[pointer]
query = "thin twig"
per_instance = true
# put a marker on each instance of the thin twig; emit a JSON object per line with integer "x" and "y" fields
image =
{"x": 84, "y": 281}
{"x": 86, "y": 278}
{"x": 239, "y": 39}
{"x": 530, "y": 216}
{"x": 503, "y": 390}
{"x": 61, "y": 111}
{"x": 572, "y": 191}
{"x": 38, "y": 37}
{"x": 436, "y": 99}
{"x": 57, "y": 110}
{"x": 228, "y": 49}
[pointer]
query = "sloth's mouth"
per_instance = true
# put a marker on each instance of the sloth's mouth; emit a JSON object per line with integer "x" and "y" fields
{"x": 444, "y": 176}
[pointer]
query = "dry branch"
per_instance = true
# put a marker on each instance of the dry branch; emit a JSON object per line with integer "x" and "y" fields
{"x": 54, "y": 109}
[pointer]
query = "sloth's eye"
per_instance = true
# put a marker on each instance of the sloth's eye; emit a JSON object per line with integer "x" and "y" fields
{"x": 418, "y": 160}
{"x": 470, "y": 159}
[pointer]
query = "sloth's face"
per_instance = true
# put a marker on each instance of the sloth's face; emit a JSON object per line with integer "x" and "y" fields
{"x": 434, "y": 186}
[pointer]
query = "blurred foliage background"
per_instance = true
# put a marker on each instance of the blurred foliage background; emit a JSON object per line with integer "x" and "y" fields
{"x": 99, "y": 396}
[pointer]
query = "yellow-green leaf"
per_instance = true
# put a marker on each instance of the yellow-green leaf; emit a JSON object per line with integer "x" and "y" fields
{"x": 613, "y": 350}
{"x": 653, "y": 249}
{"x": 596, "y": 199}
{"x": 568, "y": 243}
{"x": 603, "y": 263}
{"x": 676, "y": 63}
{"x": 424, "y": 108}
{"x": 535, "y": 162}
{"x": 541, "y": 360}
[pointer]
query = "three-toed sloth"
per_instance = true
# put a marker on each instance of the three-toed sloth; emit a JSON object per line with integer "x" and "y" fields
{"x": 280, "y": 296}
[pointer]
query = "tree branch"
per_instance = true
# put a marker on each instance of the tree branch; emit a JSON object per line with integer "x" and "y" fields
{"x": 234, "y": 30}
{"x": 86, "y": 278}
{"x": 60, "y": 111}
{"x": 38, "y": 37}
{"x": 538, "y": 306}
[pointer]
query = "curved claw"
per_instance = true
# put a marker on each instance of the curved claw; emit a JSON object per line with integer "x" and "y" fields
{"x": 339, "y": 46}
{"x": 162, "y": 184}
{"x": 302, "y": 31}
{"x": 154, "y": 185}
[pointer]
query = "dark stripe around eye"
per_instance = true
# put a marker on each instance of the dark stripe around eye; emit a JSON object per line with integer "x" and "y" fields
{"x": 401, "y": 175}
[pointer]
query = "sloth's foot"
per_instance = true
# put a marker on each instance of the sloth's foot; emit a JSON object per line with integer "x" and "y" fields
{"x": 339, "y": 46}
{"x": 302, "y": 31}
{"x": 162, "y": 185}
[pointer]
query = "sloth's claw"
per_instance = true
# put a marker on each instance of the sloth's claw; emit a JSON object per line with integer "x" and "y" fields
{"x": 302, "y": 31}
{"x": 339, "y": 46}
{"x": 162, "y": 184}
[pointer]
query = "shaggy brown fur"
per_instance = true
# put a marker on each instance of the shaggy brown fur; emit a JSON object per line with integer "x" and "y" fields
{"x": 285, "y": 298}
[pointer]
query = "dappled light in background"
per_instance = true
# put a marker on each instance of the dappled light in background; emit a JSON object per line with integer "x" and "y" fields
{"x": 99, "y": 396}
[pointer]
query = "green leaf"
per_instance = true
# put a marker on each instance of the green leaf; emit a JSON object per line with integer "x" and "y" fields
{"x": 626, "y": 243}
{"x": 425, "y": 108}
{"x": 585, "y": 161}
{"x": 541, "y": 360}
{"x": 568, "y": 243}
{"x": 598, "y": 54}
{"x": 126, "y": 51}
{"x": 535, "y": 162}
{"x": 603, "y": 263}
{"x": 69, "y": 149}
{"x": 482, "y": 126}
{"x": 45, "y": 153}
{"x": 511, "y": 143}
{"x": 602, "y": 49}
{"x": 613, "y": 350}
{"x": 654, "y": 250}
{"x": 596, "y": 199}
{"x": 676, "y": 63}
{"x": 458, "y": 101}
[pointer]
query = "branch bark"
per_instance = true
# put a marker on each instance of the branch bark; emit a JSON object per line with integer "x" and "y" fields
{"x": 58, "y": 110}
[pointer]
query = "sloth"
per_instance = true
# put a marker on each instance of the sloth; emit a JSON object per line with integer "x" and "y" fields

** WORK TASK **
Retype all of the entries precisely as they are.

** ANSWER SPACE **
[pointer]
query = "thin twig"
per_instance = true
# put a marker on each instance of the thin twig; emit a JSON object per line with integer "x" and "y" fields
image =
{"x": 84, "y": 281}
{"x": 86, "y": 278}
{"x": 239, "y": 39}
{"x": 530, "y": 216}
{"x": 503, "y": 390}
{"x": 61, "y": 111}
{"x": 572, "y": 191}
{"x": 38, "y": 37}
{"x": 436, "y": 99}
{"x": 57, "y": 110}
{"x": 228, "y": 49}
[pointer]
query = "sloth's mouth"
per_instance = true
# put a marker on each instance of the sloth's mouth; emit a JSON object per line with integer "x" and "y" fields
{"x": 444, "y": 176}
[pointer]
query = "dry branch"
per_instance = true
# put a marker on each instance of the dry branch; emit a JSON object per line with integer "x" and "y" fields
{"x": 54, "y": 109}
[pointer]
query = "sloth's eye"
per_instance = true
# put a marker on each instance of the sloth's eye; emit a JSON object per line with integer "x" and "y" fields
{"x": 418, "y": 160}
{"x": 470, "y": 159}
[pointer]
query = "sloth's face"
per_instance = true
# put a marker on each instance of the sloth's face; emit a JSON object per line with integer "x" and "y" fields
{"x": 434, "y": 186}
[pointer]
query = "blurred foliage background"
per_instance = true
# put a marker on each instance of the blurred foliage background; emit a JSON object per line with integer "x" and "y" fields
{"x": 99, "y": 396}
[pointer]
query = "yellow-green leaf"
per_instance = true
# put a marker on each instance of the yellow-green leaf; emit a JSON object per line with integer "x" and "y" fields
{"x": 613, "y": 350}
{"x": 653, "y": 249}
{"x": 596, "y": 199}
{"x": 568, "y": 243}
{"x": 603, "y": 263}
{"x": 676, "y": 63}
{"x": 424, "y": 108}
{"x": 535, "y": 162}
{"x": 541, "y": 360}
[pointer]
query = "three-toed sloth"
per_instance = true
# put a marker on each instance of the three-toed sloth; emit a JSON object per line with integer "x" and "y" fields
{"x": 280, "y": 296}
[pointer]
query = "tree branch"
per_instance = true
# put a marker on each instance of the tree branch; emit a JSON object per line with integer "x" and "y" fields
{"x": 234, "y": 30}
{"x": 86, "y": 278}
{"x": 60, "y": 111}
{"x": 38, "y": 37}
{"x": 538, "y": 306}
[pointer]
query = "curved claw"
per_instance = true
# put a marker on each instance of the curved claw; emit a JSON object per line with integer "x" and "y" fields
{"x": 339, "y": 46}
{"x": 162, "y": 184}
{"x": 302, "y": 31}
{"x": 154, "y": 185}
[pointer]
query = "dark stripe around eye"
per_instance = true
# put a marker on each instance of the dark stripe around eye; emit a JSON object per line with integer "x" and "y" fields
{"x": 401, "y": 175}
[pointer]
query = "sloth's foot"
per_instance = true
# put a marker on each instance of the sloth's foot; emit a JSON object per line with integer "x" and "y" fields
{"x": 339, "y": 46}
{"x": 302, "y": 31}
{"x": 162, "y": 185}
[pointer]
query = "sloth's claw"
per_instance = true
# put a marker on each instance of the sloth's claw; emit a JSON object per line with integer "x" and "y" fields
{"x": 302, "y": 31}
{"x": 339, "y": 46}
{"x": 162, "y": 184}
[pointer]
query = "shaggy brown fur"
per_instance = true
# put a marker on each instance of the shaggy brown fur; emit a JSON object per line with integer "x" and "y" fields
{"x": 285, "y": 298}
[pointer]
query = "dappled light in background"
per_instance = true
# put a marker on each instance of the dappled light in background; emit a JSON object per line with integer "x" and "y" fields
{"x": 99, "y": 396}
[pointer]
query = "green leaf"
per_instance = true
# put a marker on each instance of the green leaf; emit a JSON object per line with integer "x" and "y" fields
{"x": 626, "y": 243}
{"x": 425, "y": 108}
{"x": 585, "y": 161}
{"x": 541, "y": 360}
{"x": 568, "y": 243}
{"x": 598, "y": 54}
{"x": 126, "y": 51}
{"x": 535, "y": 162}
{"x": 603, "y": 263}
{"x": 69, "y": 149}
{"x": 482, "y": 126}
{"x": 45, "y": 153}
{"x": 511, "y": 143}
{"x": 602, "y": 49}
{"x": 613, "y": 350}
{"x": 654, "y": 250}
{"x": 596, "y": 199}
{"x": 676, "y": 63}
{"x": 458, "y": 101}
[pointer]
query = "branch bark"
per_instance = true
# put a marker on each instance of the branch bark; emit a JSON object per line with integer "x" and "y" fields
{"x": 58, "y": 110}
[pointer]
query = "sloth"
per_instance = true
# put a marker on each instance of the sloth; emit a JSON object per line with integer "x" and "y" fields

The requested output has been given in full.